- [TEXTE RETENU]
^^^^^^^^^^^^^^^^
Paradis perdu pour les uns, enfer pour les autres
Poste de douane de Dakola
Paradis perdu pour les uns, enfer pour les autres
2003. Le poste de douane, naguère situé à Pô dans le Nahouri, est transféré dans le petit village de Dakola dans la même province. Ici, amertume de petits commerçants qui voient désormais leurs affaires tourner au ralenti ; là, complainte des villageois qui assistent, impuissants, à la cherté sans cesse continue de la vie locale. Sur l’aire de la nouvelle zone de transit, une floraison d’activités diverses sur fond de pratiques illicites, estiment certains usagers des lieux.
Même dans la mauvaise conjoncture, Abéli Maïmouna est restée accueillante et … coquette. Teint naturellement clair, taille mannequin, sourire radieux, belles dents blanches ourlées de gencives noires, la jeune femme se rappelle, nostalgique : « Quand le poste de douane était toujours ici à Pô, je préparais au moins trois yoruba (1) de riz par jour. Camionneurs, apprentis-chauffeurs, voyageurs de diverses nationalités, transitaires et même des douaniers constituaient ma clientèle », explique-t-elle, le regard tourné vers les anciennes installation du bureau de douane.
Par le passé, avec son petit restaurant par terre, Maïmouna arrivait à entretenir ses trois enfants et à soutenir un mari cultivateur.
^^^^^^^^^^^^^^^^
- [ENTRÉES FOURNIES]
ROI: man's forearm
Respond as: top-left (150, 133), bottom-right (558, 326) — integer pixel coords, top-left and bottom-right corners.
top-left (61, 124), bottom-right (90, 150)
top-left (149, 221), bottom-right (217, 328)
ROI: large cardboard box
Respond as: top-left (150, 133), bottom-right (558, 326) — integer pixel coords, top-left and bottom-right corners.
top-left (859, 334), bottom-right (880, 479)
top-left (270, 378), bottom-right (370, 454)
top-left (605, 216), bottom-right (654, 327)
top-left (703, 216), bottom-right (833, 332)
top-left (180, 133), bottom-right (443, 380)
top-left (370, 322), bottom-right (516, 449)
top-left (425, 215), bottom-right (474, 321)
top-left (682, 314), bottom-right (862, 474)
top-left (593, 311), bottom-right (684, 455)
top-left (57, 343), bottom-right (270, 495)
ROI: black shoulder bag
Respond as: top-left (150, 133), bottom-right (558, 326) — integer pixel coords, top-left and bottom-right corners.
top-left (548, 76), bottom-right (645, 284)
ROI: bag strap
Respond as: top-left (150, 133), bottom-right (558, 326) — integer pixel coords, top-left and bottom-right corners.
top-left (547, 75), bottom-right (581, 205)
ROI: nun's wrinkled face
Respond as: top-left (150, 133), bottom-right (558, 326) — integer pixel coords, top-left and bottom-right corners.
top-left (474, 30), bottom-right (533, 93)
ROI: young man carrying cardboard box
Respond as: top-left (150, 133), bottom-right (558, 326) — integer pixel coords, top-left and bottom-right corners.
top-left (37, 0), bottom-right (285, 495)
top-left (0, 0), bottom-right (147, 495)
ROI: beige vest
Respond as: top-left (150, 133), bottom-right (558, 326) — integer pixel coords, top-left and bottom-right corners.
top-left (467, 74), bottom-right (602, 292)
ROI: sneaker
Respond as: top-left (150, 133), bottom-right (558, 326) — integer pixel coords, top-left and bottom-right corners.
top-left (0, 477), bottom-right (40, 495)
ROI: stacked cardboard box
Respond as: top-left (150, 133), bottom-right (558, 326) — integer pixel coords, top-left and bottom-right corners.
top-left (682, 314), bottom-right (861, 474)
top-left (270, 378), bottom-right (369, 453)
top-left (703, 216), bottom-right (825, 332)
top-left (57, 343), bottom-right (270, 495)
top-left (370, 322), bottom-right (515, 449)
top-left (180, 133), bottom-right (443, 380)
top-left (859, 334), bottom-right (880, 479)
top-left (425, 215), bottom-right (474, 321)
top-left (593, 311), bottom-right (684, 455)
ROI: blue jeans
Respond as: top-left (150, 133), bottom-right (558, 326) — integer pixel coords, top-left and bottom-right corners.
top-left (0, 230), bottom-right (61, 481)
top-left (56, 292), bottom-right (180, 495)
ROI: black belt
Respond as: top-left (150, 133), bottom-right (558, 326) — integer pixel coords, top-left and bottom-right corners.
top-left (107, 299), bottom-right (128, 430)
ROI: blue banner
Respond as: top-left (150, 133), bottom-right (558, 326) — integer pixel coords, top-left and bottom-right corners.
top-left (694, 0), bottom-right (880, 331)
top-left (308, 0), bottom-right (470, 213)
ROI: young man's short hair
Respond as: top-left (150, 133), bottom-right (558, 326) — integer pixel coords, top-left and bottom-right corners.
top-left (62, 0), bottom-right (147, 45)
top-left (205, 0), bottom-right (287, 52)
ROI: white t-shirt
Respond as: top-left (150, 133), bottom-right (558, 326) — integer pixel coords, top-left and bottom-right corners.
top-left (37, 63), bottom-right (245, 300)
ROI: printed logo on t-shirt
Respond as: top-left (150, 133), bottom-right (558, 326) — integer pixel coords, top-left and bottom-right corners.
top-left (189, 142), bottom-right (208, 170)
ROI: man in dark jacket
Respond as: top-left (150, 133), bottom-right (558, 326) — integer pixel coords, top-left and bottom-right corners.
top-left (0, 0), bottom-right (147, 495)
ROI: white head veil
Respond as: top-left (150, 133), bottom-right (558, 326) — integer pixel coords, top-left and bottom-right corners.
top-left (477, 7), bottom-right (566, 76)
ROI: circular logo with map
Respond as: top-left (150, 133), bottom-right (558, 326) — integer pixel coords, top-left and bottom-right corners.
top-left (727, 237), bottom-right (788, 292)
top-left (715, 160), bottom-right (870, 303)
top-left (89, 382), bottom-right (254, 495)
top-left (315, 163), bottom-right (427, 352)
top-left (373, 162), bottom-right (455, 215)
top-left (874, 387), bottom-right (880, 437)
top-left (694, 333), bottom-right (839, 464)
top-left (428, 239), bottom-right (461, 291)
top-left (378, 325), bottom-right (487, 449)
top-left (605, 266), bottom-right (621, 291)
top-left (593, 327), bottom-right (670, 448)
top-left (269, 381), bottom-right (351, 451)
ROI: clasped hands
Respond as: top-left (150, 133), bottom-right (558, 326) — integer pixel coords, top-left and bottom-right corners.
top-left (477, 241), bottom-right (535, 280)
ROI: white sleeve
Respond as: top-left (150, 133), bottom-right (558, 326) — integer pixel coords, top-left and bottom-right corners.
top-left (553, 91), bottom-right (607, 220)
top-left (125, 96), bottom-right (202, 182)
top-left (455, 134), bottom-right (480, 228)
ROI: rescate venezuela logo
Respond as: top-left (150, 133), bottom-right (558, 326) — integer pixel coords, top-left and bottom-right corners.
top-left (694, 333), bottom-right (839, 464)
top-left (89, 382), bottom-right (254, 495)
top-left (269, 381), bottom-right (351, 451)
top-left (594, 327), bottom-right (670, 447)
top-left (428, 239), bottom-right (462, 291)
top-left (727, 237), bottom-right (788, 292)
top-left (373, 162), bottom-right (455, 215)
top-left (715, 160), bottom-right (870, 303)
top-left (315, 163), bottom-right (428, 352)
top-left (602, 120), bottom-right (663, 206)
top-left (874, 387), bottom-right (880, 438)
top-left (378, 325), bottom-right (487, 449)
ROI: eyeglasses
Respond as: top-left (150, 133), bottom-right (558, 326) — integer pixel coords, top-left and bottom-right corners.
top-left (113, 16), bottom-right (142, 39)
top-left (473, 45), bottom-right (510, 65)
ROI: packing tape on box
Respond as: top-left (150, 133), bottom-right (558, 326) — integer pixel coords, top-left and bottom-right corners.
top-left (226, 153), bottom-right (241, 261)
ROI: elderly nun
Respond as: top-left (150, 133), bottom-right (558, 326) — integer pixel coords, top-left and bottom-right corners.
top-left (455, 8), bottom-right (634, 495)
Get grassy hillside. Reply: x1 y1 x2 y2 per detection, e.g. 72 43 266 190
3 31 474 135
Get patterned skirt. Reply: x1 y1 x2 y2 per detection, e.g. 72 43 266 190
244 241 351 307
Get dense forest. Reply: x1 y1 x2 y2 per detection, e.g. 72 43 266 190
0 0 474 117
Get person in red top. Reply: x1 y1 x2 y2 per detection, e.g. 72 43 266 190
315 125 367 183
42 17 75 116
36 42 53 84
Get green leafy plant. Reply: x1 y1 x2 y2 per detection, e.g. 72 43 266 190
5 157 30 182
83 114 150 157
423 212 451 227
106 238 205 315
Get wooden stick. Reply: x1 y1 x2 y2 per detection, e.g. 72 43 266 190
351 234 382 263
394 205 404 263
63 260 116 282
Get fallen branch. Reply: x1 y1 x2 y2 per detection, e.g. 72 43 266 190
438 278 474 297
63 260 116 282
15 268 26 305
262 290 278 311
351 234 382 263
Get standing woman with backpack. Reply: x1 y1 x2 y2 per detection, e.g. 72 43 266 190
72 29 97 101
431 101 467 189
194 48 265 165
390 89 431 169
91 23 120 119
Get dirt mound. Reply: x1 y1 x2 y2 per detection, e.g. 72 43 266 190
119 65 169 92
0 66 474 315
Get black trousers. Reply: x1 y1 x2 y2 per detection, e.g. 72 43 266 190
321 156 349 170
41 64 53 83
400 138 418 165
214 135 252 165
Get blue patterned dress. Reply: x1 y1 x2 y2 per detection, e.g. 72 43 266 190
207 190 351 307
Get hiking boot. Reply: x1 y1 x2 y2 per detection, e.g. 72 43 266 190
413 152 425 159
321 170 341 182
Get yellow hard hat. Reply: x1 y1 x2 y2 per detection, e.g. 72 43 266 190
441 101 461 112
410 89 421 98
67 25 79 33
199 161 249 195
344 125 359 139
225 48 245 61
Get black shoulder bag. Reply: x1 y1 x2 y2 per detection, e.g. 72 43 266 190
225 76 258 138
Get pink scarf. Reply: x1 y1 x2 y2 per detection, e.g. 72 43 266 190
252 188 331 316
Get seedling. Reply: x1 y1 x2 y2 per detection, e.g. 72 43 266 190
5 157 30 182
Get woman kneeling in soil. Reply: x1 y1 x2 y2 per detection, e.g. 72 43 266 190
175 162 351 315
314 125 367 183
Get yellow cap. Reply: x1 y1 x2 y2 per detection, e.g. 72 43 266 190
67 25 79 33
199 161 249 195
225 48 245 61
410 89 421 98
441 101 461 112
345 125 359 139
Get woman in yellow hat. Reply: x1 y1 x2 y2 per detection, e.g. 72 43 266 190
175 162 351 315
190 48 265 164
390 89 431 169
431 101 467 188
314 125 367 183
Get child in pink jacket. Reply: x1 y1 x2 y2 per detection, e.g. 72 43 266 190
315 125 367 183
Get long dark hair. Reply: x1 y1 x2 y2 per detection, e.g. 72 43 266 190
^^^^^^^^^^^^^^^^
- [TRAVAIL À FAIRE]
A - Recopiez le passage du texte sur le poste de douane de Dakola qui commence aux mots « Même dans la » et s'arrête après « un mari cultivateur. », en substituant « maquis » à « restaurant ».
B - Poursuivez le texte sur le poste de douane de Dakola à partir de l'endroit où il s'interrompt.
Ces entrées n'ont aucun lien avec le texte.

- [CORRIGÉ DE L'EXERCICE]
A -
Même dans la mauvaise conjoncture, Abéli Maïmouna est restée accueillante et … coquette. Teint naturellement clair, taille mannequin, sourire radieux, belles dents blanches ourlées de gencives noires, la jeune femme se rappelle, nostalgique : « Quand le poste de douane était toujours ici à Pô, je préparais au moins trois yoruba (1) de riz par jour. Camionneurs, apprentis-chauffeurs, voyageurs de diverses nationalités, transitaires et même des douaniers constituaient ma clientèle », explique-t-elle, le regard tourné vers les anciennes installation du bureau de douane.
Par le passé, avec son petit maquis par terre, Maïmouna arrivait à entretenir ses trois enfants et à soutenir un mari cultivateur.

B -
Aujourd’hui, les nombreuses remorques chargées de marchandises diverses continuent de passer à Pô. Mais plus jamais ils ne s’y arrêtent. Les uns filent sur Dakola, nouveau point de transit, les autres en reviennent.
Fini donc l’âge d’or du petit business de rue, cette activité de débrouillardise qui faisait vivre Maïmouna et tant de familles installées au bord de la route, au niveau de l’ex-point de contrôle douanier. « Aujourd’hui, se lamente Banwélemè Gué, se tournant les pouces dans son kiosque désespérément vide de clients, je ne peux même plus vendre trois miches de pain. Nos femmes qui vendaient du bois de chauffe et nos frères qui pratiquaient du colportage sont réduits à l’oisiveté ».
Comme emporté par une soudaine exaspération, l’infortuné vendeur de café vocifère, dépité : «Que nos autorités se donnent la peine de se rendre un jour à Dakola ; elles se rendront compte que ce sont surtout les Ghanéens qui tirent profit de cette délocalisation ».
Dakola, une bourgade située à une dizaine de kilomètres au sud de Pô, à quelques encablures donc de la frontière entre le Burkina Faso et le Ghana.
La nationale N° 5 qui y mène débouche sur un vaste espace revêtu de bitume. L’accès et la sortie sont barricadés par des guérites. Sur l’aire de stationnement, une multitude de camions de transport de marchandises burkinabé, ghanéens et maliens, identifiables par leurs plaques minéralogiques.
Des routiers se lovent dans des hamacs fixés aux flancs de leurs véhicules, sans doute vaincus par le sommeil, après une harassante nuit de conduite. Des apprentis-chauffeurs se revigorent au thé vert de Chine ou au café noir «serré». Certains d’entre eux taquinent ou reluquent d’un œil gourmand les vendeuses ambulantes de pain ghanéen, de gâteaux ou d’eau glacée.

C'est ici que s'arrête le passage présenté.